> [Документ]
::::::::
Любовь невозможна по требованию, тем более бессмысленно принуждать к любви. Любовь – как положительное отношение к человеку, как симпатия – является с необходимостью, когда есть причина для неё. Такая любовь один из важнейших факторов общежития, им держится всякий союз, всякая дружба и взаимопомощь. Назначение любви не разобщать, но объединять. Разобщает вражда. Для существования целого необходимо то и другое: любовь как связующая сила и вражда как сила, помогающая избегать всего постороннего и чужеродного. Вражда возможна только по отношению к тому, что воспринимается как зло, и в этом смысле она такая же необходимая и положительная ценность, как и любовь. Любовь как симпатия – это та скрепа в отношениях между людьми, которой держится целое. Она полезна в своей функции связующего начала. И даже не о пользе тут должна идти речь, но о необходимости. Абсурдно говорить о пользе фундамента для здания. Нет фундамента – нет прочного здания, нет прочных стен и надёжной крыши над головой. Фундамент поэтому не «полезен», он составная часть здания. Без любви невозможно существование единого общественного организма. Поскольку она составляет условие возможности этого организма, так же бессмысленно ценить её за её пользу, как бессмысленно ценить сердце, или голову, или тело за их пользу. Для человека не важно иметь голову или сердце, или тело, но невозможно не иметь их. Как невозможно существование математики без линий, точек и форм, так невозможно существование общества без прочных взаимовыгодных связей между его членами. Любовь как симпатия составляет одно из условий возможности этих связей. В этом смысле любовь не только добро и ценность, но и чистая необходимость.
::::::::
> [Что нужно сделать]
(a) Представьте в виде таблицы Markdown со столбцами «Номер» и «Строка» ту часть записей, что открывается их первой строкой и заканчивается строкой с «550), (653, 546)]» включительно, пустые строки пропустите.
(b) Продолжите текст о любви как симпатии с того места, где он заканчивается.
Записи никак не связаны с текстом о любви.

> [Входные данные]
::::::::
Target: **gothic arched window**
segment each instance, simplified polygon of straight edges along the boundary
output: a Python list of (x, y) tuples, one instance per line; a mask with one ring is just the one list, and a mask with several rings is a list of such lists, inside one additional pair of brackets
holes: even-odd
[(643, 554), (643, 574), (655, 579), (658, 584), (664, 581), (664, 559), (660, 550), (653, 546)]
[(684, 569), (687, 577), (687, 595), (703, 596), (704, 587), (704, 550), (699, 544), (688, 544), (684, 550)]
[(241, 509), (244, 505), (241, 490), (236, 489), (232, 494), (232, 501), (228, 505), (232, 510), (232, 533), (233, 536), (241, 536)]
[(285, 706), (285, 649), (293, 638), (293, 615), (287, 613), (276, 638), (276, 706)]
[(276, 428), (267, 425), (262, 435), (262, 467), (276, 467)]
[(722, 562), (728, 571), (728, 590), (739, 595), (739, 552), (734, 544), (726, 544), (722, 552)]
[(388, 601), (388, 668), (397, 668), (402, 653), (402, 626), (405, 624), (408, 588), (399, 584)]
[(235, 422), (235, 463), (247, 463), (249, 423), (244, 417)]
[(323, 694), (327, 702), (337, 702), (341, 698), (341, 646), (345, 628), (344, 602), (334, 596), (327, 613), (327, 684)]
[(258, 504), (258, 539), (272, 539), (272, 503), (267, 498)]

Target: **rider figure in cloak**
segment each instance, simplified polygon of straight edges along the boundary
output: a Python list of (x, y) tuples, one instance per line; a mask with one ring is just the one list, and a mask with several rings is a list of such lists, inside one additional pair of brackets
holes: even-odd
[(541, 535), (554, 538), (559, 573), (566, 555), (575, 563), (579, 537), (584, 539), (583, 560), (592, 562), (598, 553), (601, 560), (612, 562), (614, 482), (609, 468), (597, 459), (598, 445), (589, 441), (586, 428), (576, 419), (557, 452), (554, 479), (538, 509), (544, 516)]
::::::::
> [Ответы по заданиям]
(a)
| Номер | Строка |
|---|---|
| 1 | Target: **gothic arched window** |
| 2 | segment each instance, simplified polygon of straight edges along the boundary |
| 3 | output: a Python list of (x, y) tuples, one instance per line; a mask with one ring is just the one list, and a mask with several rings is a list of such lists, inside one additional pair of brackets |
| 4 | holes: even-odd |
| 5 | [(643, 554), (643, 574), (655, 579), (658, 584), (664, 581), (664, 559), (660, 550), (653, 546)] |

(b)
II. Должное и сверхдолжное
Всё, что труднодостижимо, внушает уважение. Это то основание, на котором зиждется отношение человека к чужим и собственным достижениям. Под этот принцип оценки дел и поступков подпадают и моральные поступки. Легко совершаемые моральные поступки ценятся меньше, чем те, которые совершить трудно. Но где-то может быть перейдена грань разумного в любви к ближнему, и тогда поступок, совершённый ради ближнего, перестаёт быть морально ценным. Основание моральности морально должное, а моральное сверх меры не проистекает из морального долга. Исполнение долга, если при этом превышаются пределы требуемого, несообразно с природой морально должного. Такой поступок может быть продуктом тщеславия и себялюбия, как в случае того юного римлянина из рода Дециев, который, следуя примеру отца и деда, захотел принести себя в жертву ради победы соотечественников в битве. Когда такой подвиг совершил его дед, поступок был героическим; тот же поступок, совершённый его отцом в подражение своему отцу, уже диктовался в какой-то мере тщеславием. Повторённый затем внуком, поступок, несомненно, диктовался в значительной мере соображениями о славе. Такой мотив лишает любой поступок, включая принесение себя в жертву, моральной ценности.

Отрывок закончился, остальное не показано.